Point-based annotation data
◆ ◆ ◆ ◆ ◆
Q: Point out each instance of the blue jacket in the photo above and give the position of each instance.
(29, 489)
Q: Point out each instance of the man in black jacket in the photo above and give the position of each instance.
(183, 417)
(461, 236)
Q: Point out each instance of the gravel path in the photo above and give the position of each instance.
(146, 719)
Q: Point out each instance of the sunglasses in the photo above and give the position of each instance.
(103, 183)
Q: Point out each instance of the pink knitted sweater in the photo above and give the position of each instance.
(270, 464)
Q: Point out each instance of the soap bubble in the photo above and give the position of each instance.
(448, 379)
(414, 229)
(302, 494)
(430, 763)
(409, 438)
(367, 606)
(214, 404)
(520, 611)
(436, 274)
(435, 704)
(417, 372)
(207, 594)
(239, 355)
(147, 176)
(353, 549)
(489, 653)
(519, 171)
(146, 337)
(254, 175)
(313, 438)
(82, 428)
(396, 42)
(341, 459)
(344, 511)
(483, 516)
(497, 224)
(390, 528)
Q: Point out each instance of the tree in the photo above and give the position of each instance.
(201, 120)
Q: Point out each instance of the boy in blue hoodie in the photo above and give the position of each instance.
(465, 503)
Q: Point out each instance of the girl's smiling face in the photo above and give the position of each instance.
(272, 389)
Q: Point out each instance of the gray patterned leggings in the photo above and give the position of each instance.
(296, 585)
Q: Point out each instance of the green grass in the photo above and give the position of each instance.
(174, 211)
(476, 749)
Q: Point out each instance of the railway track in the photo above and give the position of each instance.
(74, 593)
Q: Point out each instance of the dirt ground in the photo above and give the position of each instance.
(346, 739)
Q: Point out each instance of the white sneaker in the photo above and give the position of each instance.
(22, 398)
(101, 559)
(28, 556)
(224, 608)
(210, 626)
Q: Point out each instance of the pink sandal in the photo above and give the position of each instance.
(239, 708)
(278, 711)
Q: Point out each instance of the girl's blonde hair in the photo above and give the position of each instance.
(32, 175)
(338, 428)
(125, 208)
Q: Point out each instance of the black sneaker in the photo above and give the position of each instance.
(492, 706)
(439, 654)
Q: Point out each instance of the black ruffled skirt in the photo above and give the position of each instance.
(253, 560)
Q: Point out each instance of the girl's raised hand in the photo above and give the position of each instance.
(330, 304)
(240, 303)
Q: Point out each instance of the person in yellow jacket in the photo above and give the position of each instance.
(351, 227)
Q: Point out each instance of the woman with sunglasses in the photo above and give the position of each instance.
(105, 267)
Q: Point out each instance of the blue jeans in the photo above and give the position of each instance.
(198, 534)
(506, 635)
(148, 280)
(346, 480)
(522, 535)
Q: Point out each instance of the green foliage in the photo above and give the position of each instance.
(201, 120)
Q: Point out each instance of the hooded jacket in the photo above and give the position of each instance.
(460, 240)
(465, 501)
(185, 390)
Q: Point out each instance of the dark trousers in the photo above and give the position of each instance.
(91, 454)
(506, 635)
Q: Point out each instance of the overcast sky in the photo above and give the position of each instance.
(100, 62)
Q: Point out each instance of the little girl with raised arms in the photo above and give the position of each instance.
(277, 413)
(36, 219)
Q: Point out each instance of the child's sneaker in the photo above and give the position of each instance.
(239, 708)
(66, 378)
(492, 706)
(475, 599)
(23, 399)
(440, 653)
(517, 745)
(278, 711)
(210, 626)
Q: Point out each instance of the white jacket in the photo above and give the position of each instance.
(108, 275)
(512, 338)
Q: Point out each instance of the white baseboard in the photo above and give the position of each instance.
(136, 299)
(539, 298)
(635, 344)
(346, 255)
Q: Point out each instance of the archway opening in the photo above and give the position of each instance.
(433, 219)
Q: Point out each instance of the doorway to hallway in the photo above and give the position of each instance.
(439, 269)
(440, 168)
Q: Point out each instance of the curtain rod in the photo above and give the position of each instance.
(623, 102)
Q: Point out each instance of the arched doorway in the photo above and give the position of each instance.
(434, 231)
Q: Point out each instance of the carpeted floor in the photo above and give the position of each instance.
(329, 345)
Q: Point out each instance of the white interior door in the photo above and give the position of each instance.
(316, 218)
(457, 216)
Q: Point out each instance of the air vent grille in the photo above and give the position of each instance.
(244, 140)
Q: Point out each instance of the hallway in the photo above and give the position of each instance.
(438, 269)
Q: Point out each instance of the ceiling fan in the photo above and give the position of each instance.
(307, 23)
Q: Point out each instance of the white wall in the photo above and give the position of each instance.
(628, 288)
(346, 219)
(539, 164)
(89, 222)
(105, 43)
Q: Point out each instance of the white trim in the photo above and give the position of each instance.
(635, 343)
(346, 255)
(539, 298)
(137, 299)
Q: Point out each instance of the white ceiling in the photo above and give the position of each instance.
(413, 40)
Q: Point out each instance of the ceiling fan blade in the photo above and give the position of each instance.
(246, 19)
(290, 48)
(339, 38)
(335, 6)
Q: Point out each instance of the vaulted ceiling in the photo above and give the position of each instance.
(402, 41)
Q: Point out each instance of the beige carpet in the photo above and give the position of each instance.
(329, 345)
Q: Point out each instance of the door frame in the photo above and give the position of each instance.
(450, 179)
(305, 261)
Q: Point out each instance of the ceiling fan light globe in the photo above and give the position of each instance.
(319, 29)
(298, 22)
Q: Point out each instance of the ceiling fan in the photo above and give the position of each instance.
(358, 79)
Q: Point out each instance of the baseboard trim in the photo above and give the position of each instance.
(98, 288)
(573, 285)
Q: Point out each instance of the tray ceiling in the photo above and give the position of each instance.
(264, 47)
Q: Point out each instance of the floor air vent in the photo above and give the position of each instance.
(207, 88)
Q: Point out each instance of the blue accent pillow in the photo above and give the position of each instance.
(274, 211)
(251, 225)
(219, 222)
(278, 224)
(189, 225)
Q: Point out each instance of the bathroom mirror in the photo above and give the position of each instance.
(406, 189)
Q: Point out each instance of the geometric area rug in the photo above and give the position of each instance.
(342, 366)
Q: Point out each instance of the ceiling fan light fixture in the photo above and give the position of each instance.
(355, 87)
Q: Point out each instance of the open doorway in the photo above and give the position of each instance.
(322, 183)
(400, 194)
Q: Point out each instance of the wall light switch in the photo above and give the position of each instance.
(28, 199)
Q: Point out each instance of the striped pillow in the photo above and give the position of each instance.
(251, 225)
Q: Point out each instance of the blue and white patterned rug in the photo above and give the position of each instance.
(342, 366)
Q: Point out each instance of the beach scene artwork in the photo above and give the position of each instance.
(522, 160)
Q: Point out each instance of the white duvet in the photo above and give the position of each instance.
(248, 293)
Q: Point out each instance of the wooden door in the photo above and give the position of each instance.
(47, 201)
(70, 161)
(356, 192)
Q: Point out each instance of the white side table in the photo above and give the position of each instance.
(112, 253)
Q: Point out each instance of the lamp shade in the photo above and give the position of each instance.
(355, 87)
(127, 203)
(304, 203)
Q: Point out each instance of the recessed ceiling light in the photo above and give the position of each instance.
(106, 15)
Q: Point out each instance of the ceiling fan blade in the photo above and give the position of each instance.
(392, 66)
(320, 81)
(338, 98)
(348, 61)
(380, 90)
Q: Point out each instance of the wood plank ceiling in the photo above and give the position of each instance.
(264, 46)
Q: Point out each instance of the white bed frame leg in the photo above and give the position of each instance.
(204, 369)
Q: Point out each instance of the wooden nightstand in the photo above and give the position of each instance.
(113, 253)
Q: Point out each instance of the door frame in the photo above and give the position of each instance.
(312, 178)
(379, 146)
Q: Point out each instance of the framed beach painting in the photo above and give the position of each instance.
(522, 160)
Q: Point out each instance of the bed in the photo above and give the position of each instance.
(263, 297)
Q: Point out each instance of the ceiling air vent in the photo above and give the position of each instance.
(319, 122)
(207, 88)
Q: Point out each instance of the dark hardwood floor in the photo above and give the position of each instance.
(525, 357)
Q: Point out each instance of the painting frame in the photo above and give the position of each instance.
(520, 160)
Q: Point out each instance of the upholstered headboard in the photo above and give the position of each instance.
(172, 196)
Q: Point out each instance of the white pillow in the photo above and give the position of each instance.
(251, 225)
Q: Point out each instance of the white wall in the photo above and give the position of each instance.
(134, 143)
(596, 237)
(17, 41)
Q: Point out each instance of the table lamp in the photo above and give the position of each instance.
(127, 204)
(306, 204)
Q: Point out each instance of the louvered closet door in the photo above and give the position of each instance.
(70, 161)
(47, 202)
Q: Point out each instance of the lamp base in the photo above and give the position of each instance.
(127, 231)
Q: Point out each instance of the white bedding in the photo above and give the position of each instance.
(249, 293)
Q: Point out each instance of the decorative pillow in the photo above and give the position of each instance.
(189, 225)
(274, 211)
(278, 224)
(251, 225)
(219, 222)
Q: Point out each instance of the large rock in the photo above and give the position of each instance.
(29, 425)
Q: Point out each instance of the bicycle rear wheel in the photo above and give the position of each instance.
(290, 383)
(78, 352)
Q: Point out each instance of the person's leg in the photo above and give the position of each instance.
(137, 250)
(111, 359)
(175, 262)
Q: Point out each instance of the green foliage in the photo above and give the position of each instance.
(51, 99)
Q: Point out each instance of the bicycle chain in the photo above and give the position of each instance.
◆ ◆ ◆ ◆ ◆
What the task asks:
Can you rewrite the lines from the one containing "Q: Point out each instance of the louvered" through the end of the records as a JSON list of strings, with one string per line and blank lines omitted?

Correct result:
[
  "Q: Point out each instance of the louvered closet door in the photo above and give the position of each instance.",
  "(70, 161)",
  "(47, 202)",
  "Q: Point out each instance of the lamp base in the photo above and give the position of each instance.",
  "(127, 231)",
  "Q: Point out each instance of the white bedding in the photo above and give the position of each instance.",
  "(249, 293)",
  "Q: Point out each instance of the decorative pillow in the photo above and give the position of each instance.",
  "(189, 225)",
  "(274, 211)",
  "(278, 224)",
  "(251, 225)",
  "(219, 222)",
  "Q: Point out each instance of the large rock in the photo above and give the position of each instance.",
  "(29, 425)",
  "Q: Point out each instance of the bicycle rear wheel in the photo above and give the position of each instance.",
  "(290, 383)",
  "(78, 352)",
  "Q: Point out each instance of the person's leg in the photo above and give the position of each instance.",
  "(137, 250)",
  "(111, 359)",
  "(175, 262)",
  "Q: Point out each instance of the green foliage in the photo above and give the position of each instance.",
  "(51, 99)",
  "Q: Point out each instance of the bicycle chain in the photo above and give the position of each instance."
]